Material provided:
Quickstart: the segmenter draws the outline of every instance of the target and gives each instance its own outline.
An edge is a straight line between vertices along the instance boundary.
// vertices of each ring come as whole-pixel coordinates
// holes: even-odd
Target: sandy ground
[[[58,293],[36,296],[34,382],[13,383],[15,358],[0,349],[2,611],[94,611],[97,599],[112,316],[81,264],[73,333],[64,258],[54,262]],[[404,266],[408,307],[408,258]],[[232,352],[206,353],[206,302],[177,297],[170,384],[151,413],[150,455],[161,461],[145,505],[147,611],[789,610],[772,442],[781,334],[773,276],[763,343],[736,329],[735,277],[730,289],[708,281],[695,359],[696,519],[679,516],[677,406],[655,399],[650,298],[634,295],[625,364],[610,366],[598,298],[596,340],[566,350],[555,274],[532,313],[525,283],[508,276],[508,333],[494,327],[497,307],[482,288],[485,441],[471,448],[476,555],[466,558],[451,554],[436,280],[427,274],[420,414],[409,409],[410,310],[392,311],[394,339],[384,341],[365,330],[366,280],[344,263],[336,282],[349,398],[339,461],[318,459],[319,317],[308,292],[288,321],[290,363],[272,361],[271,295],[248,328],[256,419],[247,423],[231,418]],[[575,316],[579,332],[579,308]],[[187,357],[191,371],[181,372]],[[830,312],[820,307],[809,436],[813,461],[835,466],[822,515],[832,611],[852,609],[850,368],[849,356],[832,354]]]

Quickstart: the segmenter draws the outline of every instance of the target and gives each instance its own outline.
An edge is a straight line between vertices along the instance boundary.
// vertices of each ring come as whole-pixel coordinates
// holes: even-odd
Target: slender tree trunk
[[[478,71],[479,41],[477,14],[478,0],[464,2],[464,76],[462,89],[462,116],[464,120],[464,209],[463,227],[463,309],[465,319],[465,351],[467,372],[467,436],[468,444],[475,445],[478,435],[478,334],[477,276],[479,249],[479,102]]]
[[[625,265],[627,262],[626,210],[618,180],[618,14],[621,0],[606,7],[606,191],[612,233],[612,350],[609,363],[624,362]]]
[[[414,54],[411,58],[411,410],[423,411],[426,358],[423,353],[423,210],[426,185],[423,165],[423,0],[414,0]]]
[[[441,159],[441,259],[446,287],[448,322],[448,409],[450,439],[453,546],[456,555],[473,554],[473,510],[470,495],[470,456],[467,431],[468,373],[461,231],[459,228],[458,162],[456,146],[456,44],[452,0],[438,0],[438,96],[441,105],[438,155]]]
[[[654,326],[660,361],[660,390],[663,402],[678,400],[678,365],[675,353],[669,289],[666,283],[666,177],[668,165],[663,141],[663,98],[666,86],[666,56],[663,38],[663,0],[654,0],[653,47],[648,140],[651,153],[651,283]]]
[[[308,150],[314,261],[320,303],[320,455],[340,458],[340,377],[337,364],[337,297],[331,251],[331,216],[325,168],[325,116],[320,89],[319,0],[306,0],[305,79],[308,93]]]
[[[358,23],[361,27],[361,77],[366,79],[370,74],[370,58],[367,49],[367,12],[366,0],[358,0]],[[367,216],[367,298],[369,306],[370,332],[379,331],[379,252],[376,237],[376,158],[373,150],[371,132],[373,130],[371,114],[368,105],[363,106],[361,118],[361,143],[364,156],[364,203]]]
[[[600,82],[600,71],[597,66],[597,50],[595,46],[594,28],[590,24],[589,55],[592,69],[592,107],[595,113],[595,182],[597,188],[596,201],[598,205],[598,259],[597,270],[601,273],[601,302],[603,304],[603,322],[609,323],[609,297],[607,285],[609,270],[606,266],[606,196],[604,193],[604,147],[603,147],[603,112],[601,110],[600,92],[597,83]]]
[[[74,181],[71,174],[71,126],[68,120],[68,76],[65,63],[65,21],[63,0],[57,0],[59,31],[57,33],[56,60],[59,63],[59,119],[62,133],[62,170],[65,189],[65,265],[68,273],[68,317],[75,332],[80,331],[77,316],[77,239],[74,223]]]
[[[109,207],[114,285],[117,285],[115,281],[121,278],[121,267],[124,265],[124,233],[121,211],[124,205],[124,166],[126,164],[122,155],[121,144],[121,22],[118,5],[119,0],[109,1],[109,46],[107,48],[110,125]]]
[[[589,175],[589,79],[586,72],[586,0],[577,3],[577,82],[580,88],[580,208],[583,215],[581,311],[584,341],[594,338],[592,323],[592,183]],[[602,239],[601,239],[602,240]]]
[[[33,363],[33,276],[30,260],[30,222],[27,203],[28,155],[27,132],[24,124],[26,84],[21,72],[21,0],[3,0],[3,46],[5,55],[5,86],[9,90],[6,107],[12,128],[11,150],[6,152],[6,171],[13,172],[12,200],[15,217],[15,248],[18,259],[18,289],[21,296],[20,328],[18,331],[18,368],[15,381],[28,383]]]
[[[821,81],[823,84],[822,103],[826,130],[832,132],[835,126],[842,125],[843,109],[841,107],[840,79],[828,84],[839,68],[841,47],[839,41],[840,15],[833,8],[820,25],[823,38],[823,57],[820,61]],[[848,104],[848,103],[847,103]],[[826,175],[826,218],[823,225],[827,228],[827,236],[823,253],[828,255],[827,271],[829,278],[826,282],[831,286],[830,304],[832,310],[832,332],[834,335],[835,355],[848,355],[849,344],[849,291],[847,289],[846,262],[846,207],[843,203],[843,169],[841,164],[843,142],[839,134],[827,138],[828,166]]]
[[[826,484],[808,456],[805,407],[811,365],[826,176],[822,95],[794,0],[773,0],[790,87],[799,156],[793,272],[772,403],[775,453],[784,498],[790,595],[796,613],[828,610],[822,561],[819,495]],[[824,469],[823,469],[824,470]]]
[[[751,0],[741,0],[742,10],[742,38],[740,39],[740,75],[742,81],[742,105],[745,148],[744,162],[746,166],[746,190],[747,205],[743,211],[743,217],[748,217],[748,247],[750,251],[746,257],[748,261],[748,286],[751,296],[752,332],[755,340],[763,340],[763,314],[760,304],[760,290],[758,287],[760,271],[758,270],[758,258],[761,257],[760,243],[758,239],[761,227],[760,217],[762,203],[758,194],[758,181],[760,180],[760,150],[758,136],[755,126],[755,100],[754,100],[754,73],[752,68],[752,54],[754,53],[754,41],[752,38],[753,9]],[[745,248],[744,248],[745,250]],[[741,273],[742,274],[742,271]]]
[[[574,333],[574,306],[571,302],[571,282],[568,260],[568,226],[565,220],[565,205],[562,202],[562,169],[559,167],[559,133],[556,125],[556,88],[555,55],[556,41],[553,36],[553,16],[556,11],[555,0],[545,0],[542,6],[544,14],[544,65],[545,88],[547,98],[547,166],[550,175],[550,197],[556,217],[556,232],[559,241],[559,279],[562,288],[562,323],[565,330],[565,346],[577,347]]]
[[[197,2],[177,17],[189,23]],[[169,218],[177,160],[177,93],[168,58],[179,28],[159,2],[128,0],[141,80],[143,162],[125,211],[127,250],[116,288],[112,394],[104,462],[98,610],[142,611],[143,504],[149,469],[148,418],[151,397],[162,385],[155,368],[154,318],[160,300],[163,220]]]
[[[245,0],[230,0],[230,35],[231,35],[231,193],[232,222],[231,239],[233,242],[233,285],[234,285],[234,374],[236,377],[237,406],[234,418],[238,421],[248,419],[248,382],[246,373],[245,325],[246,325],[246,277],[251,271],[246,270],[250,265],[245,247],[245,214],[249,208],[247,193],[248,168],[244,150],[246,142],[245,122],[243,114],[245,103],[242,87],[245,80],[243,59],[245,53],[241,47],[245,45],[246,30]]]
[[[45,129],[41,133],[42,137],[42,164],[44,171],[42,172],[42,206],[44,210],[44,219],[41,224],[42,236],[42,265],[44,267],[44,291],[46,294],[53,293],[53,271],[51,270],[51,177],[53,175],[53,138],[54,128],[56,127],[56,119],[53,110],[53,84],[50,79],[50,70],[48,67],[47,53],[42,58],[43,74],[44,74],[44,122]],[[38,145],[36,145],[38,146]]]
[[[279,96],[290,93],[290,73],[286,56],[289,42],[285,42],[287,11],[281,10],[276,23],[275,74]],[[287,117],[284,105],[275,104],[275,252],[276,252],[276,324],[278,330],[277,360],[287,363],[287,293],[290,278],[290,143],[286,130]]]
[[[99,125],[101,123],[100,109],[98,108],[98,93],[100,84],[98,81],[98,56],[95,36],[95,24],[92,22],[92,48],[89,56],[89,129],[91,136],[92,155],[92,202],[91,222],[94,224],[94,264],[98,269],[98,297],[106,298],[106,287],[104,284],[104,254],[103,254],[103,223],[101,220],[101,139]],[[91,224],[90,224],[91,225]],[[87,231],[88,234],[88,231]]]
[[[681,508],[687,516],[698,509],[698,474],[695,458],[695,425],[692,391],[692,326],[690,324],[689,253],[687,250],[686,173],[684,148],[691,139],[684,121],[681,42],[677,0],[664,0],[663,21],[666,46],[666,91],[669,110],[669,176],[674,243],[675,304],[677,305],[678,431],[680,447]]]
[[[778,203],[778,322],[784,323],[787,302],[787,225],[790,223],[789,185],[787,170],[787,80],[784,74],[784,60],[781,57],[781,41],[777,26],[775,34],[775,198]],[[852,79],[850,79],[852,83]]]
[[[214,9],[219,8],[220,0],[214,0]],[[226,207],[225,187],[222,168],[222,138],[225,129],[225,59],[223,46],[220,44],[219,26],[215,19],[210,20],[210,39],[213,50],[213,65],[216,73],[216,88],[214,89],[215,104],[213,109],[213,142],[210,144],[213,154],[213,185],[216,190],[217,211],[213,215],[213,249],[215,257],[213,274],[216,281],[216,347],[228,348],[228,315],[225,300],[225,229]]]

What you are asked to do: Reproduce the data unchanged, starting with its first line and going on through the line that contains "Target: sandy ground".

Expected output:
Quickstart: the segmenter draws the outline of every instance of the target and gives each instance its own outline.
An edge is a straight line between vertices along the instance boundary.
// vertices of each ring come as whole-pixel coordinates
// holes: even-odd
Target: sandy ground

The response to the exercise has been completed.